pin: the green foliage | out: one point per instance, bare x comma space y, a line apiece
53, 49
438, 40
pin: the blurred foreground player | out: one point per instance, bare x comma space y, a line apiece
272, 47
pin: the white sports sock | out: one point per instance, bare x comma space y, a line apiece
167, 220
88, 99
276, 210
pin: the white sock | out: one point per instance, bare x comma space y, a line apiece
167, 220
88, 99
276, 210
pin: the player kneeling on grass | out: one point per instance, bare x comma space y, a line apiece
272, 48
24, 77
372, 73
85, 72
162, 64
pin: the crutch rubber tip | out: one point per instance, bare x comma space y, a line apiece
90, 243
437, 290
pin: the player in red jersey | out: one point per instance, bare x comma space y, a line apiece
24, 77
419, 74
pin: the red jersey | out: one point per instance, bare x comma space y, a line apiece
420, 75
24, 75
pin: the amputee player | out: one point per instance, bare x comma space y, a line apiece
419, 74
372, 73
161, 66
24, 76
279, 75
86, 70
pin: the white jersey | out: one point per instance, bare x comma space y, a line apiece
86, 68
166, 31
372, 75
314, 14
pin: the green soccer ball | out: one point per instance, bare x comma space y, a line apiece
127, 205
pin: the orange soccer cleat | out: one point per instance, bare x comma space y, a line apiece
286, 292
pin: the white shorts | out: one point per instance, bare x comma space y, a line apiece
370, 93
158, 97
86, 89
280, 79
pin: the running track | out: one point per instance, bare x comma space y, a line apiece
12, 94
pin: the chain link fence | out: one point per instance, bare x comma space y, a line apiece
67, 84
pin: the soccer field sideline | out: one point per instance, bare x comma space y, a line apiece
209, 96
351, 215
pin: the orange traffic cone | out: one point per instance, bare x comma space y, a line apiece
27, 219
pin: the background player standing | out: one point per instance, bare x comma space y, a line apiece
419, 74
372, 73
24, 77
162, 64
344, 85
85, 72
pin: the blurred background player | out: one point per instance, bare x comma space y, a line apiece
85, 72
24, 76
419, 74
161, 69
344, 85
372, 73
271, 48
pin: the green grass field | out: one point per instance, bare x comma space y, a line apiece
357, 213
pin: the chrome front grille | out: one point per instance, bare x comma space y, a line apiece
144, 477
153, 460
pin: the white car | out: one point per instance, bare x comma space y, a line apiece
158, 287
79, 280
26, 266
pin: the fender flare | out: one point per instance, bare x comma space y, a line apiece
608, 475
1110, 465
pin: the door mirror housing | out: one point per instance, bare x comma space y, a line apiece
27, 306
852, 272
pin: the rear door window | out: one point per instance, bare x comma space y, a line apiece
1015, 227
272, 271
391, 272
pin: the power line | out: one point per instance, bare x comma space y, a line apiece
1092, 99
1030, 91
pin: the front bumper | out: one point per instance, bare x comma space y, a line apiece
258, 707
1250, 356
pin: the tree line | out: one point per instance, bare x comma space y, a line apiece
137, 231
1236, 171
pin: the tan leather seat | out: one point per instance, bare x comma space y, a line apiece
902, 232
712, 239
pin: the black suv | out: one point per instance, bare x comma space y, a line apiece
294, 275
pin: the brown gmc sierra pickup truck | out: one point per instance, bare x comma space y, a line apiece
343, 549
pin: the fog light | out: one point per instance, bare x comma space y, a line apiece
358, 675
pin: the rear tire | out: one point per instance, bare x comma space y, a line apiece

□ □ □

- **Description of the task**: Your job is to reproduce the data in full, with every line intact.

- **Answer box**:
pin: the green foliage | out: one point per instance, bare x comma space y, a line apiece
53, 49
438, 40
pin: the blurred foreground player | out: one point per instance, bare x comma space y, a line apiece
272, 47
pin: the white sports sock | out: one point per instance, bare x comma space y, a line apiece
167, 220
88, 99
276, 210
pin: the white sock | out: one point per instance, bare x comma space y, a line apiece
167, 220
88, 99
276, 210
pin: the player kneeling on grass | out: one point per instance, bare x comma space y, a line apiece
272, 48
24, 77
372, 73
85, 72
162, 64
pin: the crutch rubber tip | out: one point per instance, bare x comma space y, a line apiece
90, 243
437, 290
pin: the player in red jersey | out: one point per instance, bare x comma space y, a line apiece
24, 77
419, 74
pin: the red jersey | out: one point per instance, bare x comma space y, a line apiece
420, 75
24, 75
pin: the amputee player | out: one point per instance, bare x comma space y, a line apiece
419, 74
372, 73
161, 66
24, 76
279, 75
86, 70
pin: the white jersey | out: one point per instance, bare x comma space y, a line apiece
86, 68
166, 31
372, 75
314, 14
pin: the green soccer ball | out: one point per instance, bare x comma space y, a line apiece
127, 205
pin: the orange soccer cleat | out: one point per instance, bare x comma space y, a line apiece
286, 292
pin: the white shorts | out: one point per instance, bare x comma space y, a line apiece
370, 93
158, 97
86, 89
280, 79
pin: the running track | out: one point per instance, bare x comma space y, a line apiece
12, 94
pin: the chain link fence | out: one point per instance, bare x comma space y, a line apiece
67, 84
pin: the soccer field sideline | out: one point per instance, bare x comma space y, a line apiece
209, 96
351, 215
pin: the orange traffic cone | out: one point per instance, bare x comma space y, a line apiece
27, 219
pin: the background player standing | out: one point per instance, bare x comma space y, a line apiece
419, 74
372, 73
24, 77
162, 64
344, 85
85, 72
pin: the blurred background player | out: one point per instance, bare x comma space y, a line apiece
85, 72
24, 76
419, 74
161, 69
344, 85
372, 73
271, 48
pin: the green grass field | out: one point per instance, bare x comma space y, a line apiece
357, 213
pin: the chrome front grille | out: one point per instance, bare x comma space y, a line apiece
144, 477
153, 460
pin: the white car | out: one point per instance, bare x comma space y, a line apiece
158, 287
79, 280
26, 266
pin: the fender flare | out: one point per instance, bare x comma space y, a line apiece
608, 475
1110, 465
pin: the door mirror housing | out: one point per instance, bare x comma space y, a line apiece
27, 306
852, 272
pin: the rear door window | out: one point per instance, bare x comma space y, a line apiece
1015, 227
272, 271
391, 272
pin: the power line | out: one point per instance, bare x comma space y, a line apiece
1092, 99
1030, 91
pin: the front bumper | out: one point per instance, bare x comma space y, a line apiece
258, 707
1250, 356
pin: the tree line | out: one point per instance, bare x comma space y, a line apiece
137, 231
1236, 171
pin: the tan leather seat | out: one point per instance, bare x comma space y, a line apiece
902, 232
712, 239
pin: the black suv | out: one point per instance, bare x comma space y, a line apiece
294, 275
pin: the brown gmc sierra pickup truck | out: one point per instance, bare x comma space y, a line apiece
343, 549
pin: the fog light | out: one point per instance, bare x comma space y, a line apiece
358, 675
pin: the rear tire | out: one point per instance, bare x comma space y, a line apiece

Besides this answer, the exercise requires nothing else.